## [AIM OF THE EXERCISE]
Make an exact copy of all the entries, with the pictures left out.

## Begin THE INPUT

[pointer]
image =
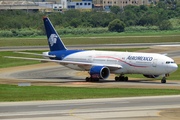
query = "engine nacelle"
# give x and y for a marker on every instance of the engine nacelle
(151, 76)
(99, 72)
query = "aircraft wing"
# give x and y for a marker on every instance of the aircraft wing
(111, 66)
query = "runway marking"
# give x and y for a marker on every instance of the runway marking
(70, 112)
(159, 113)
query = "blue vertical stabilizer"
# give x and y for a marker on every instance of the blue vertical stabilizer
(55, 42)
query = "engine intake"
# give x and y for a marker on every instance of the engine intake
(151, 76)
(100, 72)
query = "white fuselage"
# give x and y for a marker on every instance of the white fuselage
(131, 62)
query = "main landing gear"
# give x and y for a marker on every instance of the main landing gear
(121, 78)
(90, 79)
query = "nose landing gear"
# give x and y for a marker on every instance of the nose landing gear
(121, 78)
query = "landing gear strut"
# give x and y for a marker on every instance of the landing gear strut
(121, 78)
(163, 80)
(90, 79)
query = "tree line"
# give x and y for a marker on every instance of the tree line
(153, 15)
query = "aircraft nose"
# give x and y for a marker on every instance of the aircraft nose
(173, 67)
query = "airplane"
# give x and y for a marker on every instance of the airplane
(100, 64)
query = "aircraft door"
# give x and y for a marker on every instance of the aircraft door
(155, 63)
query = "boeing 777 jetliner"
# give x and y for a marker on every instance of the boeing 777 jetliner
(101, 63)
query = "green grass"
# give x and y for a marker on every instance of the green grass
(123, 49)
(90, 40)
(32, 93)
(173, 76)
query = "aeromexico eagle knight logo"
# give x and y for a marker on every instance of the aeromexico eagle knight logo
(52, 39)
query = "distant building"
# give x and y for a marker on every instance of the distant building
(83, 5)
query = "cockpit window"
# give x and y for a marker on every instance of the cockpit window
(168, 62)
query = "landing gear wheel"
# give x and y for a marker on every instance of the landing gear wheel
(116, 78)
(163, 80)
(87, 79)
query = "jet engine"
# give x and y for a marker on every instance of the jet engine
(151, 76)
(99, 72)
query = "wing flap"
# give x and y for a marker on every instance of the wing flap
(69, 62)
(51, 56)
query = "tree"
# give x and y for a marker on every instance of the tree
(115, 9)
(116, 25)
(75, 22)
(165, 25)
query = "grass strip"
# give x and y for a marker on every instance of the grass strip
(173, 76)
(32, 93)
(4, 42)
(9, 62)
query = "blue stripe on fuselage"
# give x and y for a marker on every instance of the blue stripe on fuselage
(61, 54)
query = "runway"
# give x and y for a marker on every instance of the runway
(133, 108)
(90, 46)
(51, 74)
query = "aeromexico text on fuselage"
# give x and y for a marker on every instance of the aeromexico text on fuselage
(142, 58)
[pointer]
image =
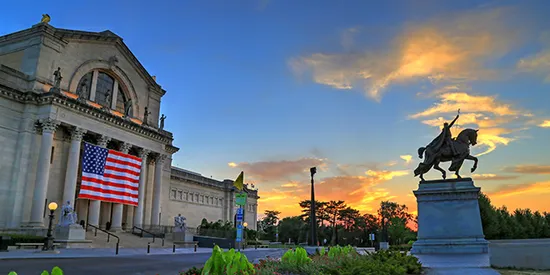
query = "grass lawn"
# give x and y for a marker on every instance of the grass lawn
(522, 272)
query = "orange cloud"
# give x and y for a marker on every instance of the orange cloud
(446, 49)
(493, 117)
(521, 189)
(529, 169)
(406, 158)
(360, 192)
(279, 170)
(492, 177)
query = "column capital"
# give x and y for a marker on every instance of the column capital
(103, 141)
(161, 158)
(77, 133)
(125, 148)
(144, 153)
(49, 125)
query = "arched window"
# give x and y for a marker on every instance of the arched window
(85, 85)
(121, 101)
(106, 90)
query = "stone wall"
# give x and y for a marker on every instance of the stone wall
(526, 253)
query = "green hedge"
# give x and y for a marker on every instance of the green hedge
(18, 238)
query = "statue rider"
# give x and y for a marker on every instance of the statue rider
(445, 138)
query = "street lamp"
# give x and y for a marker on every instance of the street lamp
(245, 224)
(48, 242)
(313, 219)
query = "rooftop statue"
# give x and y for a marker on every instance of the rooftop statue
(445, 148)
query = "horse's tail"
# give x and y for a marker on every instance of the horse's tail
(421, 151)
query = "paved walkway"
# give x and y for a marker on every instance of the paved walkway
(105, 252)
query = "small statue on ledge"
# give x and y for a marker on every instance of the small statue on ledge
(57, 81)
(82, 91)
(68, 216)
(179, 223)
(127, 108)
(444, 148)
(162, 118)
(146, 116)
(45, 18)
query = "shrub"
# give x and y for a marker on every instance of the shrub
(55, 271)
(228, 262)
(192, 271)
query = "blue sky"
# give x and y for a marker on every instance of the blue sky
(274, 87)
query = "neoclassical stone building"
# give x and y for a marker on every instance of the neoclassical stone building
(60, 88)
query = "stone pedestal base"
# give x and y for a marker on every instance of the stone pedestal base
(178, 236)
(449, 225)
(72, 236)
(72, 232)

## End THE INPUT

## [RESPONSE TO THE EXERCISE]
[pointer]
image =
query = "engine nacelle"
# give x and y for a marker on every instance of the engine nacelle
(151, 76)
(99, 72)
query = "aircraft wing"
# give x and y for a marker on every instance of the aircraft wing
(111, 66)
query = "runway marking"
# give x and y for a marker on every instance of the runway marking
(70, 112)
(159, 113)
query = "blue vertical stabilizer"
# give x and y for a marker on every instance of the blue vertical stabilizer
(55, 42)
query = "engine intake"
# give x and y for a marker on every instance of the engine intake
(151, 76)
(100, 72)
query = "white fuselage"
# give x and y for a marker on every instance of the white fuselage
(131, 62)
query = "main landing gear"
# give x and y for a marker on every instance of the main landing gear
(121, 78)
(90, 79)
query = "nose landing gear"
# give x and y for a marker on every instance of the nose landing gear
(121, 78)
query = "landing gear strut"
# give x and y for a marker on every instance of the landing gear strut
(121, 78)
(163, 80)
(90, 79)
query = "tree line"
# give x and y for a marker on every instance of the tree line
(153, 15)
query = "aircraft nose"
# give x and y for a marker on every instance of the aircraft nose
(173, 67)
query = "airplane"
# give x and y for a marker on every instance of the airplane
(100, 64)
query = "aircraft door"
# give x and y for a marker on every instance of the aircraft door
(155, 63)
query = "boeing 777 jetliner"
# give x and y for a marker on every instance of the boeing 777 jetliner
(101, 63)
query = "green grass"
# give x and y for a marker on every instance of the green grass
(123, 49)
(90, 40)
(32, 93)
(173, 76)
query = "aeromexico eagle knight logo"
# give x and y for a marker on every instance of the aeromexico eagle knight logo
(52, 39)
query = "distant building"
# give x and y for a marker on every instance of the distant building
(83, 5)
query = "cockpit window"
# give x and y for a marker on every instance of the cockpit window
(168, 62)
query = "landing gear wheel"
# give x and y for a marker on every instance of the landing gear wheel
(116, 78)
(163, 80)
(87, 79)
query = "jet engine"
# give x and y for a marker on every instance of the jet engine
(151, 76)
(99, 72)
query = "wing flap"
# give x and y for a marker on every instance of the wing flap
(69, 62)
(51, 56)
query = "tree"
# give x and y for a marker on every instance of the tree
(115, 9)
(116, 25)
(75, 22)
(165, 25)
query = "grass strip"
# give x and y for a marker on every instance of the grass strip
(173, 76)
(32, 93)
(4, 42)
(9, 62)
query = "blue stripe on fuselage"
# give x and y for a marker on every instance of the blue stripe on fuselage
(61, 54)
query = "runway"
# give x and y for a marker on every instance of the runway
(133, 108)
(90, 46)
(51, 74)
query = "aeromexico text on fuselage"
# give x and y for a marker on every instance of the aeromexico text on fuselage
(142, 58)
[pointer]
image =
query = "grass lawn"
# give x and y for a marker on every instance of the grass lawn
(522, 272)
query = "orange cloud"
# give x and y for a marker on every instance of the orange cloud
(446, 49)
(493, 117)
(521, 189)
(529, 169)
(406, 158)
(360, 192)
(279, 170)
(492, 177)
query = "column capital"
# give x and y for a marker on every instance of the column capital
(103, 141)
(161, 158)
(77, 133)
(125, 148)
(144, 153)
(49, 125)
query = "arched window"
# give x and y for a marker on every instance of the arched window
(85, 85)
(121, 101)
(106, 90)
query = "stone wall"
# give x and y for a marker on every instance of the stone wall
(526, 253)
query = "green hedge"
# give x and y for a marker on every instance of the green hedge
(18, 238)
query = "statue rider"
# give x and y for a marker on every instance of the statue rider
(445, 138)
query = "street lamp"
# give x and y for a marker on every instance of the street lamp
(245, 224)
(48, 242)
(313, 219)
query = "rooftop statue"
# give x and y for a marker on every instance of the rooftop statue
(445, 148)
query = "horse's tail"
# give x and y for a marker on every instance of the horse's tail
(421, 151)
query = "paved walkway"
# give x and y for a marker on every instance of the paved walkway
(105, 252)
query = "small statue on ledge"
# give x and y for a marker on every instance of the small statue on ledge
(57, 81)
(82, 91)
(68, 216)
(179, 223)
(127, 108)
(444, 148)
(162, 118)
(146, 116)
(45, 18)
query = "shrub"
# give x and y for a marker on every instance of the shrub
(55, 271)
(228, 262)
(192, 271)
query = "blue sky"
# give x and y for a marker on every instance of the blue sky
(274, 87)
query = "neoclassical stone building"
# give x and y for a marker on every instance of the neoclassical stone building
(60, 88)
query = "stone pedestal base"
# give x and y for a marker on every instance of the stone pedestal base
(178, 236)
(449, 225)
(72, 236)
(72, 232)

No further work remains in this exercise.